→ **LISTA DE TAREAS**:
1. Indica si cada afirmación coincide con la columna sobre el capitán Carlsen y cita las palabras exactas que lo deciden: (a) Carlsen pasó trece días solo en su barco; (b) Carlsen murió en Dinamarca; (c) el apoyo de tierra terminó por llegarle.
2. Reproduce sin cambios el pasaje de la columna sobre el capitán Carlsen que empieza con "El hecho limpio" y sigue hasta "momento del año.".
3. Prosigue la columna sobre el capitán Carlsen a partir del punto en que se detiene.

→ **FRAGMENTO DE ORIGEN**:
- - - - - - -

Tulio Ramos Mancilla

Tulio Ramos Mancilla

Columna: Toma de Posiciones

e-mail: tramosmancilla@hotmail.com

Twitter: @TulioRamosM



Normalmente me gustan las historias marinas, trágicas y dolorosas como algunas son. Tal vez ello sea así porque mi sangre viva corre pareja al vaivén de las furiosas olas de la Mar Océana que me vieron nacer, libérrimo. Pero hay una anécdota en particular que siempre me ha causado especial simpatía, más allá de las suspicacias que durante 62 años recién cumplidos se han alimentado, quizás no sin razón: el desprecio por el camino fácil mostrado por el capitán danés Henrik Kurt Carlsen, quien, entre el 29 de diciembre de 1951 y el 11 de enero de 1952 se mantuvo solo y aislado, renuente a abandonar su barco zozobrante -como ya lo habían hecho los demás-porque "Mi deber es con mi nave: permaneceré con ella y la traeré de vuelta, o la veré hundirse".

Carlsen lideraba un aparato de construcción gringa en plena Guerra Fría, y murió a los 75 años de edad en los Estados Unidos; o sea, su vínculo con el país del norte era notorio, y no lo ocultaba, pues desde los veinticuatro años trabajó y vivió allí. Ello, sin embargo, no me parece motivo suficiente para descalificar su arrojo, como no ha faltado quien lo haga: si Carlsen transportaba material de guerra, es lo mismo que si hubiera llevado pasajeros.

El hecho limpio es que él se negó a dejar su tarea abandonada, pasara lo que pasara, en un descampado oceánico, con la costa inglesa a más de 60 kilómetros, padeciendo el oleaje que amenazaba hundir por completo, a cada segundo -como una espada de Damocles-, a su maltrecho navío…, todo esto ambientado con el frío invernal de esa parte del mundo, durante tal momento del año.

Trece días con sus noches estuvo este hombre de familia en soledad, deslizándose dentro un bote inclinado, agrietado y moribundo, mientras esperaba un lento apoyo de tierra que, en últimas, nunca llegó; o, quién sabe si sólo había estado tratando de salvaguardar su honor.

- - - - - - -

→ **INFORMACIÓN PROPORCIONADA**:
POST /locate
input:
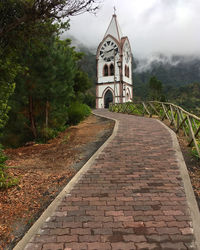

- - - - - - -

→ **RESPUESTAS**:
1.
(a) Sí: "Trece días con sus noches estuvo este hombre de familia en soledad".
(b) No: "murió a los 75 años de edad en los Estados Unidos".
(c) No: "un lento apoyo de tierra que, en últimas, nunca llegó".

2.
El hecho limpio es que él se negó a dejar su tarea abandonada, pasara lo que pasara, en un descampado oceánico, con la costa inglesa a más de 60 kilómetros, padeciendo el oleaje que amenazaba hundir por completo, a cada segundo -como una espada de Damocles-, a su maltrecho navío…, todo esto ambientado con el frío invernal de esa parte del mundo, durante tal momento del año.

3.
Pues aunque la causa del accidente fuera natural, al ser doblemente impactado su vehículo acuático por una de esas olas giganteas que destruyen cualquier cosa, es dable pensar que el valor del comandante suicida se puso a prueba en razón de la convicción propia de que tenía que cumplir con su trabajo más allá del deseo de vivir.

¿O no? ¿O no sería apenas así?: ¿o quería Carlsen, además, con eso que hizo, vencer su miedo a la muerte, a la oscuridad? ¿Acaso se estaría poniendo a prueba a través de la excusa perfecta, y quería saber de qué estaba hecho en realidad?

Se ha dicho que los actos de coraje, realizados cuando no hay nada que perder, no son reales. Yo creo que eso es verdad. Pero Carlsen tenía 37 años, y mujer e hijos, y una carrera bien encaminada; entonces, ¿por qué jugarse la vida sin estar obligado a hacerlo, y cuando sí había por qué vivir, en apariencia al menos? Muchos se lo han preguntado.

El capitán, como lo transcribí arriba, expuso simplemente, en su momento, a teoría del deber para con su nave, muy a la vieja usanza, muy político. Sin embargo, yo creo que hay algo más, algo que no era el vano afán de protagonismo, como también pudiera pensarse.

El terco dinamarqués fue rescatado, finalmente, instantes antes de que el barco se fuera a dormir con los peces para siempre, como si él hubiera estado esperando ver a los ojos al mudo destino para decirle: "Resistí hasta el final, sin que me vencieras, aunque creíste haberlo hecho al principio".

Pienso que cada quien es de alguna manera el jefe de un bote que, eventualmente, hará agua con angustia durante milímetros imperceptibles en el tiempo; y siento que es por eso mismo que se hacen estas cosas: para probarse íntimamente que, a pesar de los graves errores -o de las imprevisiones, del infortunio, de los sueños sin fundamento-, existe algo llamado corazón, entraña brava que permite seguir viviendo (o empezar de nuevo, de nuevo y de nuevo) cuando nadie más lo cree posible. Ni siquiera uno mismo.